* _YOUR OBJECTIVE_
Filter the records below for the word "small". Keep each line that has it.

* _INPUT FOR THIS TASK_
........

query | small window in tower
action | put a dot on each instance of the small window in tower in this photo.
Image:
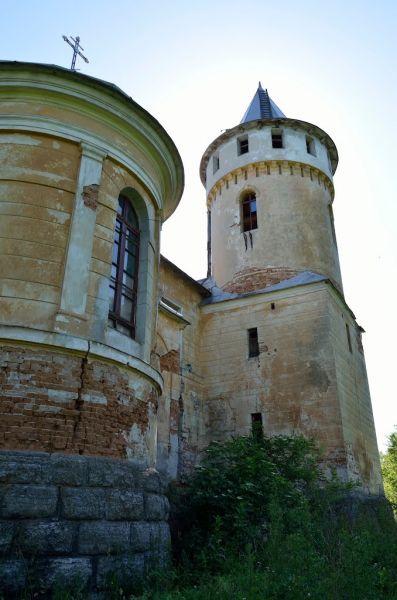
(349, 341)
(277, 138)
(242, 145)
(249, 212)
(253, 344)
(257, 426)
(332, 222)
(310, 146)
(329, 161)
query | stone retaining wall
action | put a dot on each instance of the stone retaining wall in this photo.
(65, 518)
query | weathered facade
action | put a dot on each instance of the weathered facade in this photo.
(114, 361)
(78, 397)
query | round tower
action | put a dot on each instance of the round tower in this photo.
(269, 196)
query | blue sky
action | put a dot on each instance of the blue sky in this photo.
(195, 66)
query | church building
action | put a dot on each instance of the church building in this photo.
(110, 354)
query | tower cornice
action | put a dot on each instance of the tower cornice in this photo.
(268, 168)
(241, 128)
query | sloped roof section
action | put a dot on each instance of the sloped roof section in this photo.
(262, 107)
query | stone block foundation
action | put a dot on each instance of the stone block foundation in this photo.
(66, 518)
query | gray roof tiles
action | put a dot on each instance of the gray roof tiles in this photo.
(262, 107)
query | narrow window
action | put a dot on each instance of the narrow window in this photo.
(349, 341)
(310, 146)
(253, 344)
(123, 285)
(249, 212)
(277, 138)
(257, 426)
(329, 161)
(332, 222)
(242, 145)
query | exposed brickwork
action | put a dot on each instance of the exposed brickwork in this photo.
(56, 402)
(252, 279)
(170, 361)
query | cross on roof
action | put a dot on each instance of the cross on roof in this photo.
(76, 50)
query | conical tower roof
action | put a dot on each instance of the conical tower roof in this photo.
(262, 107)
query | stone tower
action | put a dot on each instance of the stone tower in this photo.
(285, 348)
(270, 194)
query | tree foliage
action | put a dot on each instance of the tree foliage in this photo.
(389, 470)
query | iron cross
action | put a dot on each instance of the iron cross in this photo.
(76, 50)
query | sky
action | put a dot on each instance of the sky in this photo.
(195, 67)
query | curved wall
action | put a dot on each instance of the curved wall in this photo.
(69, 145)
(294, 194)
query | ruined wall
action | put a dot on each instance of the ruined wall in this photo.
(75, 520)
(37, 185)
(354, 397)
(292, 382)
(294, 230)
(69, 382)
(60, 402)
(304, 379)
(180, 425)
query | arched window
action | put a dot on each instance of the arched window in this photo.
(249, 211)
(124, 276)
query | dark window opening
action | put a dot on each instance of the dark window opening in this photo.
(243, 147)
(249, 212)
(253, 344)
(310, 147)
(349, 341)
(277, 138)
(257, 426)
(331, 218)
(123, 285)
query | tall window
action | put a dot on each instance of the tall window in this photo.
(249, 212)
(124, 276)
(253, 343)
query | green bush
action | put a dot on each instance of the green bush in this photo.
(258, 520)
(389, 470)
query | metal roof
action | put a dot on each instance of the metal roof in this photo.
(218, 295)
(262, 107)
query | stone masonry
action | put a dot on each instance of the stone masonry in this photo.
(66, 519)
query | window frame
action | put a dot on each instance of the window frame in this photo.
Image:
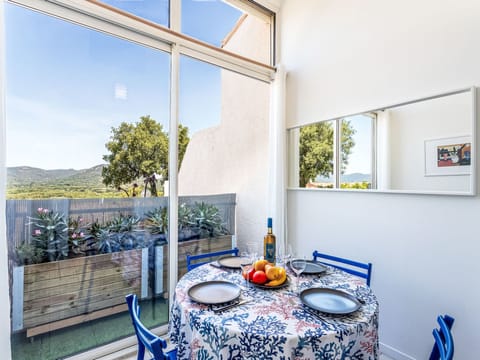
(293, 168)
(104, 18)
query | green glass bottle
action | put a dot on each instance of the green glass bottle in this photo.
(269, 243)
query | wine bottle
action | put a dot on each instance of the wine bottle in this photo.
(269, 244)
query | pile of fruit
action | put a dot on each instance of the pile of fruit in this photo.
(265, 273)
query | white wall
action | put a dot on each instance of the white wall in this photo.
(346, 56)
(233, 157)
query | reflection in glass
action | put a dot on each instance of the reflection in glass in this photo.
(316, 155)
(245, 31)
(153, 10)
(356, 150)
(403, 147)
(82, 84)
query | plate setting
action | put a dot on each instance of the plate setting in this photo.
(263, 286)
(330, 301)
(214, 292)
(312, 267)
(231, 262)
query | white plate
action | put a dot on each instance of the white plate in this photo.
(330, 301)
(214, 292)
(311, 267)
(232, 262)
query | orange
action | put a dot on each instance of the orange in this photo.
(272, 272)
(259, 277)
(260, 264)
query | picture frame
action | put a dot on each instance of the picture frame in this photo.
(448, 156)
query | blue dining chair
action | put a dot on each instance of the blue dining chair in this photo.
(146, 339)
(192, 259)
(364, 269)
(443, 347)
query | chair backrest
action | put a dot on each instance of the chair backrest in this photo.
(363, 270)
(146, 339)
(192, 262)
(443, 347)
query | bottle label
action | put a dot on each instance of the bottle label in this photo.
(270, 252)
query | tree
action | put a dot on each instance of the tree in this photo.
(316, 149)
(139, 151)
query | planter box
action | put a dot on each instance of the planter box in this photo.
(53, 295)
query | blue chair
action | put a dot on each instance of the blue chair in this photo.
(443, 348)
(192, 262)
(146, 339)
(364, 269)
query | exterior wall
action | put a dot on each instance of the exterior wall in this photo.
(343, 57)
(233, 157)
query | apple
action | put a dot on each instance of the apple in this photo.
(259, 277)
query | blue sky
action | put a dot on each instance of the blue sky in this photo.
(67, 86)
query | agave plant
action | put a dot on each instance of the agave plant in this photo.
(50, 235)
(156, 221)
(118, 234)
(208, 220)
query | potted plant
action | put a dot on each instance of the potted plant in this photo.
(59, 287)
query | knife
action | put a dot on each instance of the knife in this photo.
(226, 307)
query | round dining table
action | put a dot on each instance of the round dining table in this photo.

........

* _EXERCISE ANSWER_
query | small window in tower
action | put a dot on each instance of the small window in tower in this photo.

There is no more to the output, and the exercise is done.